- [Texto do exercício]
Para quem tiver dúvidas, recomendo a análise da Educação (100% população com 12º ano) e da sua correlação com o surgimento global da indústria tecnológica (Samsung, LG, Hyundai, Kia, etc.) na Coreia do Sul nos últimos 30 anos [5].


As indústrias criativas são a solução?

Muitos acreditam que a salvação da Europa, e claro de Portugal passa pelas indústrias criativas. É verdade que são importantes, mas não esquecer que mesmo nos países mais desenvolvidos elas não vão além de 3% a 5% do PIB. É muito, mas está longe de ser a solução para todos os nossos problemas, muito longe. Além disso, com estas indústrias assentes na tecnologia e no know-how do indivíduo a solo, novos problemas surgem no horizonte [4]. No caso português, desde logo as baixíssimas qualificações [5].

Os países mais desenvolvidos já ultrapassaram o estado de industrialização, e agora procuram outras formas, nomeadamente criativas para fazer face aos constrangimentos económicos proporcionados pelas economias emergentes - China e India. Estamos a assistir no mundo desenvolvido a uma destruição das grandes empresas, através do chamado outsourcing. A revolução das tecnologias criativas está a abrir um fosso entre a indústria que tínhamos antes e que permitia a existência de empregos de criativos (veja-se os casos dos Fotógrafos do Chicago Sun-Times, ou dos artistas 3d Indústria dos VFX, ou mesmo aqui em Portugal do Daniel Rodrigues).

Hoje qualquer um pode fazer um filme de grandes efeitos visuais, completo e sozinho no quarto em que a renda é paga pelos pais (veja-se o filme Rosa (2011)). Isto começou por distorcer o mercado das pequenas empresas, mas está agora a chegar às maiores [6]. O que estamos a assistir é a uma radicalização da liberalização do fazer o que se quer, quando se quer, e como se quer. A total elevação do individualismo, em detrimento do sentido colectivo.

- [Enunciado 1] Reproduza fielmente o trecho da listagem que abre com a linha que contém "</instance>" e fecha com a linha que contém "positive clicks: (119, 164) (50, 166)", incluindo ambas.

Dados recolhidos
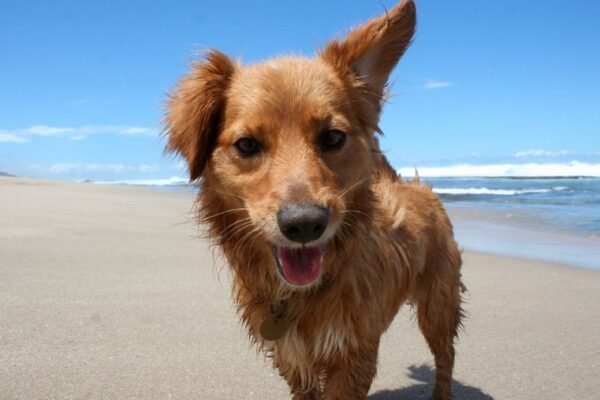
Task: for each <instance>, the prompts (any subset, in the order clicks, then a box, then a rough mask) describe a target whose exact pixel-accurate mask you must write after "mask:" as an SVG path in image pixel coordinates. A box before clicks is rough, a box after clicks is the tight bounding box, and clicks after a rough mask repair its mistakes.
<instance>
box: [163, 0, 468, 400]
mask: <svg viewBox="0 0 600 400" xmlns="http://www.w3.org/2000/svg"><path fill="white" fill-rule="evenodd" d="M415 15H416V10H415V5H414V4H413V2H412V1H410V0H407V1H403V2H402V3H401V4H399V5H397V6H396V7H394V8H393V9H391V10H390V11H389V12H387V13H386V14H385V15H383V16H381V17H379V18H376V19H372V20H370V21H368V22H367V23H366V24H364V25H362V26H359V27H358V28H356V29H354V30H353V31H351V32H350V33H349V34H348V35H347V36H346V37H345V38H344V39H343V40H335V41H332V42H330V43H329V44H328V45H327V46H326V47H325V48H324V49H323V50H322V51H321V52H319V54H318V56H317V57H315V58H313V59H308V58H302V57H282V58H276V59H273V60H270V61H267V62H264V63H262V64H258V65H250V66H242V65H240V64H239V63H236V62H234V61H232V60H230V59H229V58H228V57H227V56H225V55H224V54H222V53H220V52H218V51H211V52H209V53H208V54H207V56H206V59H205V60H203V61H201V62H198V63H197V64H195V65H194V66H193V69H192V71H191V72H190V74H189V75H188V76H186V77H184V78H183V79H182V80H181V81H180V82H179V84H178V86H177V88H176V89H175V90H174V91H173V93H172V95H171V98H170V100H169V102H168V113H167V116H166V119H165V120H166V134H167V136H168V145H167V150H168V151H172V152H176V153H179V154H181V155H183V156H184V157H185V158H186V159H187V161H188V164H189V171H190V176H191V179H192V180H195V179H197V178H201V190H200V192H199V196H198V204H199V212H200V216H201V219H202V221H203V222H204V223H206V224H207V226H208V229H209V234H210V237H211V238H212V239H213V240H214V241H215V242H216V244H218V246H220V248H221V249H222V251H223V253H224V255H225V256H226V258H227V261H228V263H229V265H230V266H231V268H232V270H233V295H234V299H235V301H236V303H237V305H238V306H239V312H240V315H241V318H242V320H243V322H244V324H245V326H246V327H247V329H248V331H249V334H250V337H251V339H252V340H253V341H254V342H255V343H256V344H257V345H258V346H259V347H260V348H262V349H263V350H264V351H266V352H267V354H269V355H270V356H272V358H273V363H274V366H275V368H277V369H278V370H279V373H280V374H281V376H282V377H283V378H284V379H285V380H286V381H287V383H288V384H289V387H290V390H291V393H292V396H293V398H294V399H325V400H333V399H343V400H348V399H364V398H365V397H366V396H367V393H368V391H369V387H370V385H371V381H372V380H373V377H374V376H375V370H376V364H377V352H378V347H379V340H380V337H381V335H382V333H383V332H384V331H385V330H386V328H387V327H388V326H389V325H390V323H391V322H392V319H393V318H394V316H395V314H396V313H397V311H398V309H399V308H400V306H401V305H402V304H403V303H404V302H405V301H411V302H412V303H413V304H415V305H416V307H417V319H418V323H419V326H420V328H421V330H422V332H423V334H424V336H425V338H426V339H427V342H428V343H429V347H430V348H431V351H432V353H433V355H434V357H435V366H436V384H435V388H434V392H433V398H434V399H450V397H451V381H452V368H453V364H454V338H455V336H456V334H457V329H458V326H459V325H460V320H461V316H462V311H461V295H460V287H461V283H460V265H461V259H460V253H459V251H458V249H457V245H456V243H455V241H454V239H453V234H452V226H451V224H450V221H449V220H448V217H447V216H446V213H445V212H444V210H443V208H442V205H441V204H440V201H439V200H438V198H437V197H436V196H435V195H434V194H433V193H432V192H431V190H430V188H429V187H427V186H424V185H421V184H419V183H418V182H406V181H403V180H402V179H401V178H400V177H398V176H397V174H396V173H395V172H394V170H393V169H392V168H391V167H390V165H389V164H388V162H387V161H386V159H385V158H384V156H383V155H382V154H381V152H380V150H379V146H378V141H377V138H376V133H377V132H379V131H380V130H379V128H378V120H379V115H380V111H381V108H382V105H383V102H384V97H385V92H386V82H387V80H388V77H389V75H390V73H391V71H392V69H393V68H394V66H395V65H396V63H397V62H398V60H399V59H400V57H401V56H402V55H403V54H404V52H405V50H406V49H407V47H408V46H409V44H410V41H411V38H412V36H413V33H414V30H415V24H416V16H415Z"/></svg>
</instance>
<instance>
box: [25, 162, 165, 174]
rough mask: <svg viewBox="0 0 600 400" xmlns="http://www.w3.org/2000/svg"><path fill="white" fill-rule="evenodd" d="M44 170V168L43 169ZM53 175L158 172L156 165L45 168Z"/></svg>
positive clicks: (119, 164) (50, 166)
mask: <svg viewBox="0 0 600 400" xmlns="http://www.w3.org/2000/svg"><path fill="white" fill-rule="evenodd" d="M29 168H30V169H34V170H38V169H42V168H43V167H42V166H40V165H31V166H30V167H29ZM44 169H46V168H44ZM47 170H49V171H50V172H51V173H53V174H57V175H60V174H70V173H81V172H111V173H117V174H119V173H126V172H141V173H152V172H158V171H160V168H159V167H158V166H156V165H147V164H142V165H127V164H111V163H107V164H101V163H58V164H53V165H51V166H50V167H49V168H47Z"/></svg>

- [Enunciado 2] Transcreva sem alterações, do texto sobre as indústrias criativas, o trecho que começa nas palavras "Para quem tiver" e termina nas palavras "são a solução?".

- [Resultado do exercício 1]
</instance>
<instance>
box: [25, 162, 165, 174]
rough mask: <svg viewBox="0 0 600 400" xmlns="http://www.w3.org/2000/svg"><path fill="white" fill-rule="evenodd" d="M44 170V168L43 169ZM53 175L158 172L156 165L45 168Z"/></svg>
positive clicks: (119, 164) (50, 166)

- [Resultado do exercício 2]
Para quem tiver dúvidas, recomendo a análise da Educação (100% população com 12º ano) e da sua correlação com o surgimento global da indústria tecnológica (Samsung, LG, Hyundai, Kia, etc.) na Coreia do Sul nos últimos 30 anos [5].


As indústrias criativas são a solução?